Dataset entries
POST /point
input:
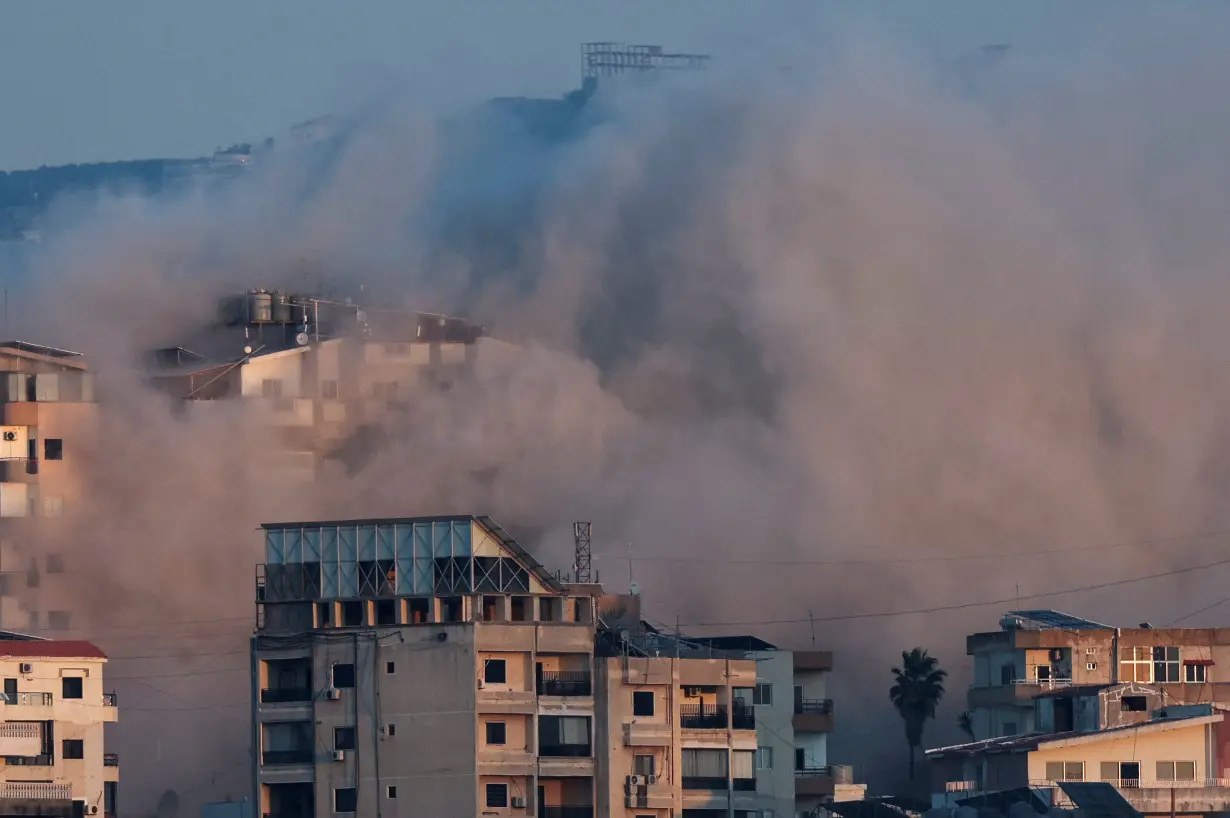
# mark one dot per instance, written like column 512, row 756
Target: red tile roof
column 49, row 650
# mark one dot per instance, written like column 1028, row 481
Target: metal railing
column 287, row 757
column 704, row 717
column 813, row 706
column 284, row 695
column 565, row 683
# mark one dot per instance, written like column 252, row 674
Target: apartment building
column 47, row 400
column 52, row 717
column 1162, row 759
column 1038, row 651
column 431, row 666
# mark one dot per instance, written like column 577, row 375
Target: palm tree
column 918, row 689
column 966, row 722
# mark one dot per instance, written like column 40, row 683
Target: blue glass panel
column 311, row 545
column 385, row 541
column 461, row 539
column 329, row 545
column 367, row 543
column 329, row 579
column 273, row 546
column 346, row 551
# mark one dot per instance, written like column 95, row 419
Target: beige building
column 1038, row 651
column 431, row 666
column 52, row 717
column 1162, row 759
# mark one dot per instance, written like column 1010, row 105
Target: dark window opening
column 343, row 675
column 495, row 672
column 70, row 688
column 346, row 800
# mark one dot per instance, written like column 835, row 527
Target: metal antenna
column 581, row 535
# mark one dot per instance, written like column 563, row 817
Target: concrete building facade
column 1039, row 651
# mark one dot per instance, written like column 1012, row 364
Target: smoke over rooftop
column 833, row 343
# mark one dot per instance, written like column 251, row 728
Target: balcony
column 285, row 695
column 704, row 717
column 813, row 781
column 565, row 683
column 271, row 758
column 813, row 716
column 568, row 812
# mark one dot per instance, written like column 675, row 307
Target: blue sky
column 126, row 79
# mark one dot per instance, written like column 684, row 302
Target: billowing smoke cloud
column 808, row 346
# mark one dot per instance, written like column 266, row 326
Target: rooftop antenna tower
column 582, row 536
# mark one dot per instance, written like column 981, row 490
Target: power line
column 843, row 618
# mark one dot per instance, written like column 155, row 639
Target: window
column 497, row 796
column 1165, row 664
column 343, row 675
column 1065, row 770
column 1176, row 770
column 1135, row 664
column 495, row 672
column 346, row 800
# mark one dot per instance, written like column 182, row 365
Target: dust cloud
column 808, row 348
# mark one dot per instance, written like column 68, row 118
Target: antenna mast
column 581, row 535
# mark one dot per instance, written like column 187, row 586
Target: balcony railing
column 568, row 812
column 813, row 706
column 566, row 750
column 704, row 717
column 565, row 683
column 284, row 695
column 287, row 757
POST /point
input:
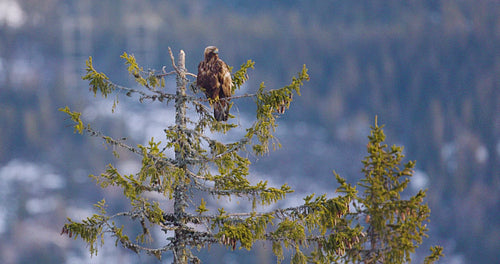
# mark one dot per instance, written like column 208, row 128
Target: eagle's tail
column 221, row 111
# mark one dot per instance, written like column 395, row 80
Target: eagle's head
column 211, row 51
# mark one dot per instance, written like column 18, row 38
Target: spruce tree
column 322, row 230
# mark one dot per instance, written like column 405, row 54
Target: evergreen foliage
column 322, row 230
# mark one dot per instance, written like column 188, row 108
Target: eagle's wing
column 224, row 76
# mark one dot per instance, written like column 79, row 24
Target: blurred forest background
column 429, row 69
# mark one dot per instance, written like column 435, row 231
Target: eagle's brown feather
column 214, row 78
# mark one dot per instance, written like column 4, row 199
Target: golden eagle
column 214, row 78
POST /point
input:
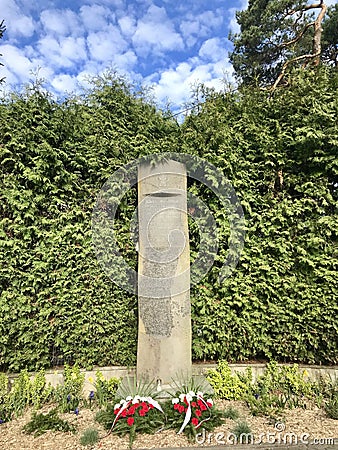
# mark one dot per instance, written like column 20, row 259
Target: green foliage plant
column 280, row 387
column 89, row 437
column 227, row 385
column 40, row 423
column 105, row 390
column 69, row 394
column 5, row 410
column 231, row 413
column 331, row 407
column 242, row 433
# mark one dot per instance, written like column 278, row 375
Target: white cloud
column 17, row 65
column 63, row 53
column 104, row 45
column 65, row 83
column 156, row 32
column 200, row 25
column 61, row 22
column 177, row 84
column 17, row 23
column 96, row 17
column 213, row 50
column 127, row 25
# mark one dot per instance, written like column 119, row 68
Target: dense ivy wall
column 282, row 300
column 281, row 153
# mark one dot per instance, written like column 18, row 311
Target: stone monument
column 164, row 322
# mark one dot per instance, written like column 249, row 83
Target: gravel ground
column 308, row 426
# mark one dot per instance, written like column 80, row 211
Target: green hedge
column 57, row 305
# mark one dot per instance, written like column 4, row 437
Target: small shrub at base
column 242, row 432
column 89, row 437
column 231, row 413
column 40, row 423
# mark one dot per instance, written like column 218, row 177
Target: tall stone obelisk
column 164, row 322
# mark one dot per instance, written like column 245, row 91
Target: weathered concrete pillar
column 164, row 330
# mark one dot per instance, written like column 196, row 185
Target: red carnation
column 180, row 408
column 130, row 421
column 131, row 410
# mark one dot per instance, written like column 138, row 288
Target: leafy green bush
column 331, row 407
column 226, row 385
column 231, row 413
column 105, row 390
column 278, row 388
column 40, row 423
column 69, row 394
column 278, row 152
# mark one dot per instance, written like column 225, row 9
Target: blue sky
column 167, row 44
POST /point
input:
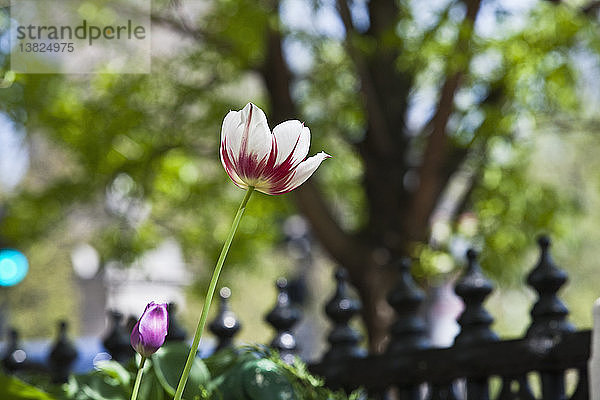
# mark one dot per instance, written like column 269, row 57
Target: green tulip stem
column 138, row 379
column 209, row 295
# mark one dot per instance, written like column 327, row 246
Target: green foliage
column 251, row 373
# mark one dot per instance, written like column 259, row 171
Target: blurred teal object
column 13, row 267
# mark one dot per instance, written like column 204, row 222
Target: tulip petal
column 293, row 141
column 304, row 170
column 256, row 137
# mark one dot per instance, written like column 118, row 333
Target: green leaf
column 150, row 388
column 14, row 389
column 168, row 365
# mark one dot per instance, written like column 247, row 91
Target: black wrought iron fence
column 410, row 367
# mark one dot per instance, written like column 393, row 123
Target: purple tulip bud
column 150, row 331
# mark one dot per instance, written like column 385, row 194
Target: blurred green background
column 507, row 91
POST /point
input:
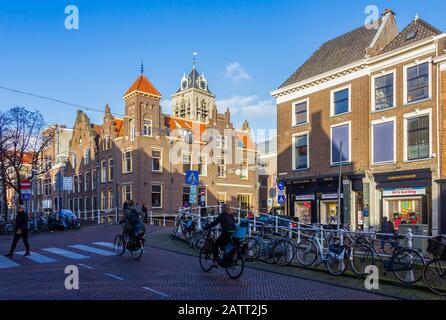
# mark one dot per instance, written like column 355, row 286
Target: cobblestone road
column 159, row 275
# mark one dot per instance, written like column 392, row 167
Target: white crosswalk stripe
column 66, row 253
column 41, row 259
column 93, row 250
column 7, row 263
column 105, row 244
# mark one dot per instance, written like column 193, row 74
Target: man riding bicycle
column 227, row 223
column 132, row 220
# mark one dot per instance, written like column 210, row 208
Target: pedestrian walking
column 21, row 231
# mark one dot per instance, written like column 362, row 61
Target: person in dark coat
column 21, row 231
column 227, row 223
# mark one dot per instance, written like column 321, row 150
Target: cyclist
column 227, row 223
column 132, row 220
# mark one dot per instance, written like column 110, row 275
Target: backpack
column 132, row 216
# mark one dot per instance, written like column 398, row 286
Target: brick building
column 137, row 156
column 377, row 91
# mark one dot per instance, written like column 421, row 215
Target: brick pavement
column 159, row 275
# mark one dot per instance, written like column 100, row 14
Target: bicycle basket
column 437, row 246
column 336, row 249
column 239, row 233
column 208, row 246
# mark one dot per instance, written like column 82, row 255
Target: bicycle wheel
column 306, row 252
column 252, row 251
column 363, row 256
column 434, row 275
column 137, row 254
column 206, row 260
column 119, row 245
column 283, row 253
column 235, row 269
column 407, row 265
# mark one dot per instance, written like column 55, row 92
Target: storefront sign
column 305, row 197
column 404, row 192
column 328, row 196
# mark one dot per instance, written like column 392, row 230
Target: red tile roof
column 142, row 84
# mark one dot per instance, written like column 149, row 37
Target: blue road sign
column 26, row 196
column 192, row 177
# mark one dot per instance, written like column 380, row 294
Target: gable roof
column 341, row 51
column 143, row 85
column 416, row 31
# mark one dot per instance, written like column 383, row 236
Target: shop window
column 340, row 133
column 384, row 88
column 418, row 138
column 418, row 82
column 384, row 142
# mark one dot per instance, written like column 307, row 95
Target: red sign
column 25, row 184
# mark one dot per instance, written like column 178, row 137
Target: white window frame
column 224, row 167
column 410, row 65
column 415, row 114
column 149, row 126
column 205, row 165
column 124, row 167
column 293, row 110
column 373, row 94
column 87, row 159
column 103, row 171
column 108, row 169
column 132, row 130
column 293, row 157
column 160, row 159
column 349, row 123
column 123, row 198
column 161, row 192
column 381, row 121
column 332, row 93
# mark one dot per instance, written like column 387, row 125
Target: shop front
column 316, row 200
column 406, row 197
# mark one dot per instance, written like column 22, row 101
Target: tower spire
column 194, row 60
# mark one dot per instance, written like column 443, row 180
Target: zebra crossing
column 53, row 254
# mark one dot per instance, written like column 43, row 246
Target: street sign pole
column 339, row 186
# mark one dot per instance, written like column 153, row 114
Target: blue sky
column 245, row 48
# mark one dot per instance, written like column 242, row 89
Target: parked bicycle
column 434, row 273
column 406, row 264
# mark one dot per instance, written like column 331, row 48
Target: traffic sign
column 25, row 184
column 281, row 199
column 191, row 177
column 26, row 196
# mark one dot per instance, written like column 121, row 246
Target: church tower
column 194, row 100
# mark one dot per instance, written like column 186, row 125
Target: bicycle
column 311, row 251
column 135, row 245
column 233, row 260
column 275, row 250
column 406, row 264
column 434, row 272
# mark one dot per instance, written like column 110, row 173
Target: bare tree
column 22, row 147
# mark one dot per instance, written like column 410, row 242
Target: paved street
column 159, row 275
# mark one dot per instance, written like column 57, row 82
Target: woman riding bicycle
column 227, row 223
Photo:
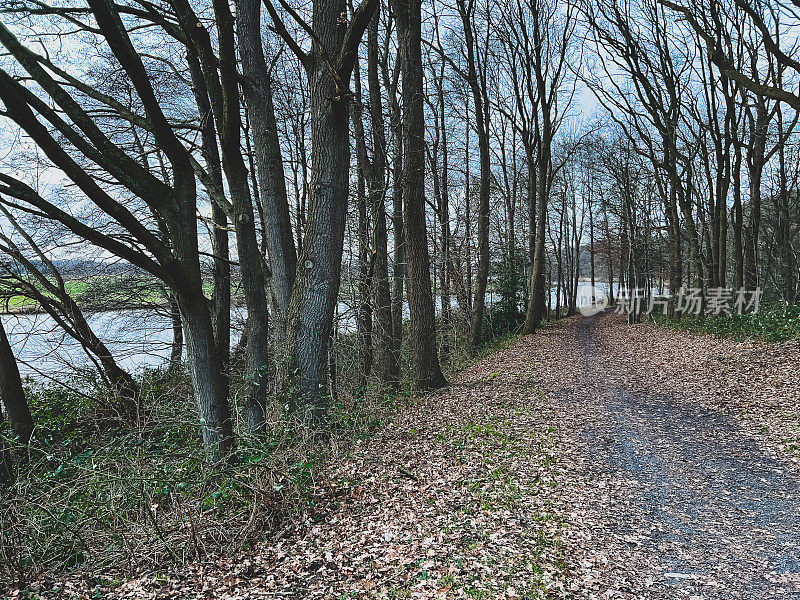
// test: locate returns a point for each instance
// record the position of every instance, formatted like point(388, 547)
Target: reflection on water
point(136, 338)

- [Aim of the exercise]: Pictures do not belong in the answer. Return the lines above starting at the one with "Target: black wrought iron fence" and ending at the one with "# mark one dot per instance, written like column 82, row", both kept, exactly.

- [Solution]:
Target: black wrought iron fence
column 410, row 367
# mark one dot per instance, written like column 393, row 123
Target: purple tulip bud
column 150, row 331
# mark one dot per instance, written like column 385, row 194
Target: blurred green background
column 507, row 91
POST /point
input:
# mark one dot per instance, written like column 355, row 286
Target: cobblestone road
column 159, row 275
# mark one dot per instance, written like column 392, row 167
Target: white crosswalk stripe
column 66, row 253
column 41, row 259
column 93, row 250
column 7, row 263
column 105, row 244
# mark one dot per instance, written like column 193, row 74
Target: man riding bicycle
column 227, row 223
column 132, row 220
# mark one dot per instance, written like column 210, row 208
Target: pedestrian walking
column 21, row 231
# mark one dot per instance, written like column 362, row 61
Target: person in dark coat
column 21, row 231
column 227, row 223
# mark one dot per instance, written like column 321, row 150
Target: cyclist
column 227, row 223
column 132, row 220
# mark one dot per instance, written like column 110, row 275
Target: backpack
column 132, row 216
# mark one dot per instance, written like column 398, row 286
Target: brick building
column 137, row 156
column 377, row 91
# mark one dot per instance, written like column 421, row 215
Target: brick pavement
column 159, row 275
# mark one dot per instance, written like column 100, row 14
Target: bicycle basket
column 437, row 246
column 336, row 249
column 239, row 233
column 208, row 246
# mark one dot per instance, written like column 82, row 255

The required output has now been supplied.